Task item:
Whenever a line in the data holds the string "wooden", pull that line out.

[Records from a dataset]
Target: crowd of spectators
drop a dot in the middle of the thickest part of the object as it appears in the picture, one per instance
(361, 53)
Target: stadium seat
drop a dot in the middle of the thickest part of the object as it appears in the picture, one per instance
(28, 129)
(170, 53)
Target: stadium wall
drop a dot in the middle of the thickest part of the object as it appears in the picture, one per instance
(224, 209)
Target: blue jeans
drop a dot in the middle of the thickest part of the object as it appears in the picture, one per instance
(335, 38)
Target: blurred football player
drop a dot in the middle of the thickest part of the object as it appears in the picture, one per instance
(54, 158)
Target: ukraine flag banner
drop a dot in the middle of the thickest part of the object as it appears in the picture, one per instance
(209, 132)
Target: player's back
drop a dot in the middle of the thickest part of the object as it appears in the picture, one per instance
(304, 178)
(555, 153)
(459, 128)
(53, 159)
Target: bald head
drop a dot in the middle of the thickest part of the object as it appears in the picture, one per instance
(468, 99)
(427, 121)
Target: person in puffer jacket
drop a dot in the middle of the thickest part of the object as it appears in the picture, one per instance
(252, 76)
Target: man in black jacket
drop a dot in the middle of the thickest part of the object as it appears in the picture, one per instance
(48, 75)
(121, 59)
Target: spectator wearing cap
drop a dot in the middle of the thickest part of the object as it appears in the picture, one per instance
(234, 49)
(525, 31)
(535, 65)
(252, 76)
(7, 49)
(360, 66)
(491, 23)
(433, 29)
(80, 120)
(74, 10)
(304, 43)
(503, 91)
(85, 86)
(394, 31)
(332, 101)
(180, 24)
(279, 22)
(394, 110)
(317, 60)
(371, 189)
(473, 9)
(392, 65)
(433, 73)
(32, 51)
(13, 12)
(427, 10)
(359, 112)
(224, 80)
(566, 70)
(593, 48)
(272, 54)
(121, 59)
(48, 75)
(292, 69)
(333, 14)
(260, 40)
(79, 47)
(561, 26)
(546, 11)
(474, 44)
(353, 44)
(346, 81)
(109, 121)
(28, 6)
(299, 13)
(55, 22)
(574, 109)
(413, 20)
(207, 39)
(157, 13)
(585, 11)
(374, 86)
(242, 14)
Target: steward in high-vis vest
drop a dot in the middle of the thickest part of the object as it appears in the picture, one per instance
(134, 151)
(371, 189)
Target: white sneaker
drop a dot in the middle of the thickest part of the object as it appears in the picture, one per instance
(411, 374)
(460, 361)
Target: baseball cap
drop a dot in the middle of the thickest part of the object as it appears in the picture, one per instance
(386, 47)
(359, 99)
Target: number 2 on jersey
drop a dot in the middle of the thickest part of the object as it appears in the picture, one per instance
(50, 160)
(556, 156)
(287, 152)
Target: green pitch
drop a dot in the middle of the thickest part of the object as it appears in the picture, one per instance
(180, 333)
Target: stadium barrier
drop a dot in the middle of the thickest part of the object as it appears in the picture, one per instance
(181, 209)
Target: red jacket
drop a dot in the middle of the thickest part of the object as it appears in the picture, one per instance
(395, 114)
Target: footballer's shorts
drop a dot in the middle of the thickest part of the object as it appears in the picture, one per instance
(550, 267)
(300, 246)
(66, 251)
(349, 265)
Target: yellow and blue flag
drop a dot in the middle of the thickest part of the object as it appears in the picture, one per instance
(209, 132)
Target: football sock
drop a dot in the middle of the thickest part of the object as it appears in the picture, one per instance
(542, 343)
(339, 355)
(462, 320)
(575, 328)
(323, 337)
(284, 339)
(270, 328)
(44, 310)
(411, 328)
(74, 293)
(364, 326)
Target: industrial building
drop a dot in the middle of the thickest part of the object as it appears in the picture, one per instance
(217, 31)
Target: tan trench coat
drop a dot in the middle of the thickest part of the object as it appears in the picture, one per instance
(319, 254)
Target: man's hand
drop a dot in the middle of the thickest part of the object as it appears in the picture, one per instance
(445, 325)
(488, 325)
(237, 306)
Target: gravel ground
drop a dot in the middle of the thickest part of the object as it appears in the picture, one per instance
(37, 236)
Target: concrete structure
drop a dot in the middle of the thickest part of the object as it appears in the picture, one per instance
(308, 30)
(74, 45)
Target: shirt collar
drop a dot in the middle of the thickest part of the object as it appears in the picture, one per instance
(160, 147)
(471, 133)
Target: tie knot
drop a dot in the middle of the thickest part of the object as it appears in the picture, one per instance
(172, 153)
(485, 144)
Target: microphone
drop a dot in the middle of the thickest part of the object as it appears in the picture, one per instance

...

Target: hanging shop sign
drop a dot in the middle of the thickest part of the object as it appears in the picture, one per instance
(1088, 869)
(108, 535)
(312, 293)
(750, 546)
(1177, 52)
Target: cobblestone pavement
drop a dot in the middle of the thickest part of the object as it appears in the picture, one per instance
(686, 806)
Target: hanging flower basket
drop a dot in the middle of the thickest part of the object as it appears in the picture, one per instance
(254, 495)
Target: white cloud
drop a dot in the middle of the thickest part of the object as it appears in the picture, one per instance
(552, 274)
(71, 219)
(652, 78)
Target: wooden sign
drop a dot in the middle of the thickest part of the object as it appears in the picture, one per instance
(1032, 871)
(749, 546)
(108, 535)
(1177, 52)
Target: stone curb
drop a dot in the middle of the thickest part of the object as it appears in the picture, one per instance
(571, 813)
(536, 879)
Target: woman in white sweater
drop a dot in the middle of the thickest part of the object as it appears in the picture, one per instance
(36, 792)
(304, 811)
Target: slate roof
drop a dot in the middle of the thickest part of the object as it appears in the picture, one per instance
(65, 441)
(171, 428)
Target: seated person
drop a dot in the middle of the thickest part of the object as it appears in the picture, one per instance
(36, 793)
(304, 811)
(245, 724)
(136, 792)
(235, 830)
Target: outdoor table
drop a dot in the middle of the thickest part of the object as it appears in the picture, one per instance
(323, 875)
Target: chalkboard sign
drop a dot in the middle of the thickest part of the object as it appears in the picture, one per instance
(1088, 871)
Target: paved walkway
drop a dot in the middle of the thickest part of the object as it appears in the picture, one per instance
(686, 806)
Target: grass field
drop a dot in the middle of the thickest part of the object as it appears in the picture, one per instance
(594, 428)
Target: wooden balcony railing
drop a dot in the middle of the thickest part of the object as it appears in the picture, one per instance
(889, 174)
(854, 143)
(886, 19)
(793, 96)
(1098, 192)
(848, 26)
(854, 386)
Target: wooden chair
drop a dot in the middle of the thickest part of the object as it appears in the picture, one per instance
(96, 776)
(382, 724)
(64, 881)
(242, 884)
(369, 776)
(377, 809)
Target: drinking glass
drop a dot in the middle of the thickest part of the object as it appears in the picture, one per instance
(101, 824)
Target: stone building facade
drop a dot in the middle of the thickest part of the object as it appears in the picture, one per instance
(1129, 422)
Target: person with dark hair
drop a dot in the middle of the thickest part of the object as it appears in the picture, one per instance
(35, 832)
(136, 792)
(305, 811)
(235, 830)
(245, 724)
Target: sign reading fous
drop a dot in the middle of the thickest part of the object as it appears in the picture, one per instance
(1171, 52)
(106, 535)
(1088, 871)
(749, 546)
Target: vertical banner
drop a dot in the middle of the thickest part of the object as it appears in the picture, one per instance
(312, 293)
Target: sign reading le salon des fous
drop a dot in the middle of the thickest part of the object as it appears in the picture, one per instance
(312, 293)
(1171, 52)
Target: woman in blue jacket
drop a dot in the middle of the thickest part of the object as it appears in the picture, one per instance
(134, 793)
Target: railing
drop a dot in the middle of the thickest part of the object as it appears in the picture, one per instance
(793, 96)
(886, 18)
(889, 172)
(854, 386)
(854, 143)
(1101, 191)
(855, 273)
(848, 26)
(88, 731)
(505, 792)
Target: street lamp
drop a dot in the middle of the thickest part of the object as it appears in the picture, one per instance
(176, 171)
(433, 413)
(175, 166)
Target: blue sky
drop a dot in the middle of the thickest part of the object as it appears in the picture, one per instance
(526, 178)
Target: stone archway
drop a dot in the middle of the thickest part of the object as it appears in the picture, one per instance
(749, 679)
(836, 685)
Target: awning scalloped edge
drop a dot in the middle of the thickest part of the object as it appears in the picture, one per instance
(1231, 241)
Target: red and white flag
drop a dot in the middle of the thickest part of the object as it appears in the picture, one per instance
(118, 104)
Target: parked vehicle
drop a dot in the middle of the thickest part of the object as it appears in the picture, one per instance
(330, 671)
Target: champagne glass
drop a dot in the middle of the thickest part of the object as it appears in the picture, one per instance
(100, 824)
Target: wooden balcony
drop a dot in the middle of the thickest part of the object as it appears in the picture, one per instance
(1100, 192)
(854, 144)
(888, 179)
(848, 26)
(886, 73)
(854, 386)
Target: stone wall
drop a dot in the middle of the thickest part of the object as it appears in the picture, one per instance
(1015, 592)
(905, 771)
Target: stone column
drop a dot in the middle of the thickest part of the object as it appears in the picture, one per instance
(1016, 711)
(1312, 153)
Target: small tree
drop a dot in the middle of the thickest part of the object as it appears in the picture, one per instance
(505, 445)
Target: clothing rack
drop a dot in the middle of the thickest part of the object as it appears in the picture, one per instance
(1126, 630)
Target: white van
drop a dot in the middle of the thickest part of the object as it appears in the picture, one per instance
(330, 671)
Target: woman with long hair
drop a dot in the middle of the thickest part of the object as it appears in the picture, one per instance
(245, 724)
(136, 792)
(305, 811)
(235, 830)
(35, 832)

Exercise result:
Target: wooden sign
Target: wooden balcony railing
Target: wooden chair
Target: wooden balcony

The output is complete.